____ Exercise materials

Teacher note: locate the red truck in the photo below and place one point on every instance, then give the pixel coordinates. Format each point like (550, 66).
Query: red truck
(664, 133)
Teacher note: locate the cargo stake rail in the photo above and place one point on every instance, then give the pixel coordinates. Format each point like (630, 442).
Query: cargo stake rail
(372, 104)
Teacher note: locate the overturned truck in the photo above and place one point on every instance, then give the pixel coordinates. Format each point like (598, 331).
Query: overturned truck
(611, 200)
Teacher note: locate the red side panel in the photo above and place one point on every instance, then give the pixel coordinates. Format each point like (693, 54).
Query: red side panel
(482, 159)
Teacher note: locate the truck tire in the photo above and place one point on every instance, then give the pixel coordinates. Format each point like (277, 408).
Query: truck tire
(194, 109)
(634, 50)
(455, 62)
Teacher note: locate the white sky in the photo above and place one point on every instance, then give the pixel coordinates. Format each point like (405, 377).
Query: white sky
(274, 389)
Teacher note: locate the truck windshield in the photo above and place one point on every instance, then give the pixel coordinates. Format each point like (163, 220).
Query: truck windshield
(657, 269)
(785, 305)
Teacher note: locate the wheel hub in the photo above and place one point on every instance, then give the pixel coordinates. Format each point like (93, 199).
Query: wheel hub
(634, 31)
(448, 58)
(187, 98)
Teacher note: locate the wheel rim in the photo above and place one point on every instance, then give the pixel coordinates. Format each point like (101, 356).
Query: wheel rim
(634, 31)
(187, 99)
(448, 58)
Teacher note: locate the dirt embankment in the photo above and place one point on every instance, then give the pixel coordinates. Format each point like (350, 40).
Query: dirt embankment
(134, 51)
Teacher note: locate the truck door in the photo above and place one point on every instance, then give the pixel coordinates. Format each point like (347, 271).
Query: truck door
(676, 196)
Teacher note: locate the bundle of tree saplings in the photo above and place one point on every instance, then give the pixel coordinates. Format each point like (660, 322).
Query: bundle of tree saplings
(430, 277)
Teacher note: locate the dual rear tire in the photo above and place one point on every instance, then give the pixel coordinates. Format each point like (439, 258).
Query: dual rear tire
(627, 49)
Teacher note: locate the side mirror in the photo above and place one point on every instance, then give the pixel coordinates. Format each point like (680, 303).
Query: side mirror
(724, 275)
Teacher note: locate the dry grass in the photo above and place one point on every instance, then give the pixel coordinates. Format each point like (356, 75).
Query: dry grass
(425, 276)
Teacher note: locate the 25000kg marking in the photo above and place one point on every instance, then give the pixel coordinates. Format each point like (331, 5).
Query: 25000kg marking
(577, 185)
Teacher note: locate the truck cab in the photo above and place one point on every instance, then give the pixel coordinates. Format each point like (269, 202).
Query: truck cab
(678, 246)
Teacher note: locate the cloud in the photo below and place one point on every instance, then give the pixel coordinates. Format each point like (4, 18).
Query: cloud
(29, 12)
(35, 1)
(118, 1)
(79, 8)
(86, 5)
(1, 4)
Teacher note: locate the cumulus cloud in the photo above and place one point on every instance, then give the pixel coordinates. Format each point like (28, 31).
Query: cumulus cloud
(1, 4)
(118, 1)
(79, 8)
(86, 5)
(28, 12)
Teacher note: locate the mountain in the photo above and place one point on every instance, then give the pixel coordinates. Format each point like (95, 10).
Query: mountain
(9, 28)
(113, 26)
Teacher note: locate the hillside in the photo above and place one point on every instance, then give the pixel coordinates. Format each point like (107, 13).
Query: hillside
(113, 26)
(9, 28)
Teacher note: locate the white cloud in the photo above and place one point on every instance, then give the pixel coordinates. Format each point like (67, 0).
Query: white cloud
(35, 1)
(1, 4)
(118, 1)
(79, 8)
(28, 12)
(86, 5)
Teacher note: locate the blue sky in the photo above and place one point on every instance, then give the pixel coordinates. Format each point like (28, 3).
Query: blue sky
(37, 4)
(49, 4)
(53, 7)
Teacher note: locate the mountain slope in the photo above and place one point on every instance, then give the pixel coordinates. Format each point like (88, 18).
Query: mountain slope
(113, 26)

________

Brief =
Exactly reproduce all of the entries above.

Task output =
Teacher note: locate the red truck in the photo below and place one point on every instance, then give the pixel coordinates. Format each point like (550, 66).
Query: red truck
(664, 133)
Teacher note: locate the cargo stake rail in the photo above and place one point on every instance, then give the pixel coordinates. Format each point like (630, 442).
Query: cargo stake rail
(372, 104)
Teacher note: locate the overturned truck in the photo above and place one point on every instance, then give the pixel coordinates. Format each point like (598, 331).
Query: overturned truck
(611, 200)
Teacher note: locate the red side panel in the photo above and place one point on every instance, then give the pixel coordinates. Format each point like (693, 54).
Query: red side panel
(482, 159)
Teacher note: locate the truck tire in the photo above and place one point on every instance, then give the pixel coordinates. Format each point like (277, 408).
Query: truck tire
(194, 109)
(634, 50)
(455, 62)
Teacher note: locate the white sky in the photo above and place one point on every instance, then give the pixel coordinates. Format each point like (405, 377).
Query: white sky
(274, 389)
Teacher note: locate the truck windshield in the photo above and place one point on every instance, then give the pixel coordinates. Format each point like (163, 220).
Query: truck windshield
(657, 269)
(785, 305)
Teacher note: locate the wheel hub in the photo above and place one point on every instance, then give the pixel coordinates. Format each point like (93, 199).
Query: wheel hub
(634, 31)
(448, 58)
(187, 98)
Teacher note: locate the wheel rim in the photo above and place one point on every instance, then give the pixel coordinates. Format each point like (101, 356).
Query: wheel rim
(634, 31)
(187, 99)
(448, 58)
Teacher note: locate the dirt embankment in the photo above and place one point on every instance, then give the pixel coordinates. Format each point like (350, 40).
Query: dirt embankment
(134, 51)
Teacher note: locate the truck door in the photo above and place one point on every instance, then give the pixel coordinates. Format each point like (347, 271).
Query: truck door
(676, 196)
Teacher note: locate the bundle of tree saplings in the photo above and place one point on every instance, then give the pixel coordinates. Format each point like (660, 322).
Query: bundle of tree saplings
(430, 277)
Teacher note: locate the dual rear tire in the photo above and place one point on every instance, then give the pixel coordinates. Format each point like (439, 258).
Query: dual rear tire
(627, 49)
Teacher note: locate the side mirror in the photo above and place one point on every instance, then give the pixel coordinates. Format each point like (680, 303).
Query: side mirror
(724, 275)
Teacher note: locate the dry grass in the photo above and place one point on every instance, then give the pixel coordinates. Format each point like (356, 75).
Query: dry grass
(425, 276)
Teacher note: locate the 25000kg marking in the photo above and place one point on every instance, then give the pixel coordinates. Format each point like (331, 5).
Query: 25000kg marking
(577, 185)
Teacher note: locate the truck cab in the photo above and place one point on every instance, then give the pixel coordinates. Format each point like (269, 202).
Query: truck cab
(678, 246)
Teacher note: locate the cloud in the photo below and place one point on every instance, then give the pixel coordinates. Format each point like (4, 18).
Query: cloud
(29, 12)
(35, 1)
(118, 1)
(79, 8)
(86, 5)
(1, 4)
Teacher note: locate the cumulus cloud in the photo above and place one point on every instance, then give the pixel coordinates. Format each point like (28, 31).
Query: cumulus cloud
(1, 4)
(118, 1)
(79, 8)
(86, 5)
(28, 12)
Teacher note: locate the mountain in the photo above and place one point on every instance, then give the pixel coordinates. Format each point like (95, 10).
Query: mountain
(9, 28)
(113, 26)
Teacher note: locate the hillside in the photo above and place one point on every instance, then give the pixel coordinates. Format each point like (107, 13).
Query: hillside
(113, 26)
(9, 28)
Teacher note: locate the white cloud in the photo above and place one point on every instance, then give the pixel coordinates. Format each point like (67, 0).
Query: white cloud
(35, 1)
(1, 4)
(118, 1)
(79, 8)
(28, 12)
(86, 5)
Teacher note: locate the blue sky in the photo above and place one point on every instance, then give the pixel coordinates. Format each point like (28, 3).
Query: blue sky
(37, 4)
(49, 4)
(53, 7)
Teacher note: locate the mountain slope in the photo above and place one point on every instance, then give the pixel coordinates. Format each point like (88, 18).
Query: mountain slope
(113, 26)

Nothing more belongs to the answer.